Select every line of the records that contains the word "desert", and copy each one out. Case counts.

··· Information shown ···

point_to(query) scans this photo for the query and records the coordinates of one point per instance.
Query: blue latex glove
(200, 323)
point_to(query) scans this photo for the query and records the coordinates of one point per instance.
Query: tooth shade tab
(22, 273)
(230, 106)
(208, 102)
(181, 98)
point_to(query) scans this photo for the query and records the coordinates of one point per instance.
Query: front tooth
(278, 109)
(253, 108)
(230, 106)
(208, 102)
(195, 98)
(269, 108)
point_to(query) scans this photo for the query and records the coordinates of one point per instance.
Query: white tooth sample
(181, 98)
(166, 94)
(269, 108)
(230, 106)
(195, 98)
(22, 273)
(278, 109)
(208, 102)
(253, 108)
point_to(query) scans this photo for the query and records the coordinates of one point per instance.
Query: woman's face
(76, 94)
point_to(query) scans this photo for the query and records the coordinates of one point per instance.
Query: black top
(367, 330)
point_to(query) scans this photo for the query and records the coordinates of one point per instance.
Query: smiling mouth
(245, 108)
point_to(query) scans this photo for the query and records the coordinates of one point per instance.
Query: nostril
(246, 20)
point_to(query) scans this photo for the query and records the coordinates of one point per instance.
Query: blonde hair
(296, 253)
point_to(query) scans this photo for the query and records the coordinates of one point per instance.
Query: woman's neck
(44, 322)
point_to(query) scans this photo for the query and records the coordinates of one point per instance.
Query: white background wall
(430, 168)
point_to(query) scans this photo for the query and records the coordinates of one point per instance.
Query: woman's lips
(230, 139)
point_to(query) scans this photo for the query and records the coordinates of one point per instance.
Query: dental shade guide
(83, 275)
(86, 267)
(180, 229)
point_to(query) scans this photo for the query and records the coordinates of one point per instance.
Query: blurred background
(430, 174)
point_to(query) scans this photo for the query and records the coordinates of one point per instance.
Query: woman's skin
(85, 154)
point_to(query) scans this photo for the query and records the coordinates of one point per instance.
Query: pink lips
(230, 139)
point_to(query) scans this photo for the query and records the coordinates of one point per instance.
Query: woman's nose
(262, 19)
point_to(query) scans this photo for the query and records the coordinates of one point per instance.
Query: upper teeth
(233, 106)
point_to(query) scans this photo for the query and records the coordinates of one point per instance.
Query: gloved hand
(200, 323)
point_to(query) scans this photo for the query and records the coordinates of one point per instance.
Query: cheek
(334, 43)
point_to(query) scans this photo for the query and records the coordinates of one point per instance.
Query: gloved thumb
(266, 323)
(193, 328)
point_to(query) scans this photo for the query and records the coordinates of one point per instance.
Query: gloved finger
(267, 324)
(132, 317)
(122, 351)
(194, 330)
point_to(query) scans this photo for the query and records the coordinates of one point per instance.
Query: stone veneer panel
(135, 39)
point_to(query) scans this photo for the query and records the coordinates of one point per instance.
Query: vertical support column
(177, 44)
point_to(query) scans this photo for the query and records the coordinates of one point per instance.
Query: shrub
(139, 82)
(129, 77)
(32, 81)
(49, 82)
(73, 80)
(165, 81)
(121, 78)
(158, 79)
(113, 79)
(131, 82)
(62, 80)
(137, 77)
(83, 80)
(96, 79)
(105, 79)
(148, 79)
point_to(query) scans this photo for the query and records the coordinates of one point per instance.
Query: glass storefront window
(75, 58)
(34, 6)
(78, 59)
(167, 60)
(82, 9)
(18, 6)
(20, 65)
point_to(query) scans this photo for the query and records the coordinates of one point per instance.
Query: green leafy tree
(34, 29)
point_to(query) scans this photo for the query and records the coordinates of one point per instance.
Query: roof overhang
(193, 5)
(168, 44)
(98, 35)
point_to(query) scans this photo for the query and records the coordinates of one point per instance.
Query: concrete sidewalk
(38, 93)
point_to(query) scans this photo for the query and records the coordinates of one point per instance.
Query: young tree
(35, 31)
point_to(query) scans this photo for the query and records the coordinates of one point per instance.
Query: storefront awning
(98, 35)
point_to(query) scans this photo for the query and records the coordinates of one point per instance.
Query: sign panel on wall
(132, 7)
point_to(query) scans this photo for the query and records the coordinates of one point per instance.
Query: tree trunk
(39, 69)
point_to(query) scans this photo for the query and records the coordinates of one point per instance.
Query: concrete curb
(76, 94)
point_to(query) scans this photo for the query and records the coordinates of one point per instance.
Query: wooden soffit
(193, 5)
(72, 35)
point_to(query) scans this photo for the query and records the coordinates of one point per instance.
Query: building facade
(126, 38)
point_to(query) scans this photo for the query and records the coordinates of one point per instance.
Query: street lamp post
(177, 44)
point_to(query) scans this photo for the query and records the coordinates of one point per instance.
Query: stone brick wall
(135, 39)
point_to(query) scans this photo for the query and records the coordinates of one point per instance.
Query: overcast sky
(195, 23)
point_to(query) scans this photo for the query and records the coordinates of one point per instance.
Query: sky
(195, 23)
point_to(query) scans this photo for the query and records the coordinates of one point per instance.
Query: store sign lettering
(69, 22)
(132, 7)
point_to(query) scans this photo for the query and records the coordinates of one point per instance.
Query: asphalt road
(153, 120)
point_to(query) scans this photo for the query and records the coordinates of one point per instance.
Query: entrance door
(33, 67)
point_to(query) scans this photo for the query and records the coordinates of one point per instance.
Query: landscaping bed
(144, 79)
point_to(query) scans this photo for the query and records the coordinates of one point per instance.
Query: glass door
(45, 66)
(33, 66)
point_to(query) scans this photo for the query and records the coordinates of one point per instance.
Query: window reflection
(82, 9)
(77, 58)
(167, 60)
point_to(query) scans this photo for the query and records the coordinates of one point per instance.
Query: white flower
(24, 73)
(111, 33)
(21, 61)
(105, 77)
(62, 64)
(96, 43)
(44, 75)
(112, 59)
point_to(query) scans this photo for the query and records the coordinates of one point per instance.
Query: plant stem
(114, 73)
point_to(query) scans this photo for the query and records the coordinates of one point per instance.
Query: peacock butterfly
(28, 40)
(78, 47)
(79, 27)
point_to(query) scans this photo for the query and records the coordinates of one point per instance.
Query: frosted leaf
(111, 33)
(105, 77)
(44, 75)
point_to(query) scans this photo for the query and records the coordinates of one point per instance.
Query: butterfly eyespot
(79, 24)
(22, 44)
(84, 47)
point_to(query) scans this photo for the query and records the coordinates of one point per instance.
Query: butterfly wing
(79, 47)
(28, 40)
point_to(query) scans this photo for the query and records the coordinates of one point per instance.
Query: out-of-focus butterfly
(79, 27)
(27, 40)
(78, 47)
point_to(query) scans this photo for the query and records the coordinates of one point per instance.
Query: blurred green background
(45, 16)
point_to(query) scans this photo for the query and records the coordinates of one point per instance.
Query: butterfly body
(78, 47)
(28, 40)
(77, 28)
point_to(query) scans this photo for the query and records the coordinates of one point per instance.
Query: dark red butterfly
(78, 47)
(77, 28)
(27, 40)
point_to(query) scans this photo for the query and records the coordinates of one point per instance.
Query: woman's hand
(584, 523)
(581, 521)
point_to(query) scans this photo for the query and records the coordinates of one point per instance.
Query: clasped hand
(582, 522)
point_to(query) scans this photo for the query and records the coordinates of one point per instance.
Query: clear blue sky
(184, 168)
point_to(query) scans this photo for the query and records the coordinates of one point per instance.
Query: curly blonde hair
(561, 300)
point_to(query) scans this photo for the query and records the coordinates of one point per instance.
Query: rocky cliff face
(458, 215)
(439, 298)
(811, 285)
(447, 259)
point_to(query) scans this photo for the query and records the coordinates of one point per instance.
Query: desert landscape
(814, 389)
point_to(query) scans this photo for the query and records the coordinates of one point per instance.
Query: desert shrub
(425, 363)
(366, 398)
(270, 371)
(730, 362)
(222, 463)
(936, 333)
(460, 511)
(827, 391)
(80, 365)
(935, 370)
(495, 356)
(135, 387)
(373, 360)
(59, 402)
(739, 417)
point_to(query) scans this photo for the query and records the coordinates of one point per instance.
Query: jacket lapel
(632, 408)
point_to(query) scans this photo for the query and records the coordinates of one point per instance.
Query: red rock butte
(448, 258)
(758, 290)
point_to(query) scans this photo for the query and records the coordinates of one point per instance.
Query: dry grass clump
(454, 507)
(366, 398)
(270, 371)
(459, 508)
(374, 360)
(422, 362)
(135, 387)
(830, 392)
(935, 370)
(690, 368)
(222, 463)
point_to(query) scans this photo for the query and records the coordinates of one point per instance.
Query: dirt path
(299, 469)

···

_Full solution_.
Query: desert landscape
Query: desert shrub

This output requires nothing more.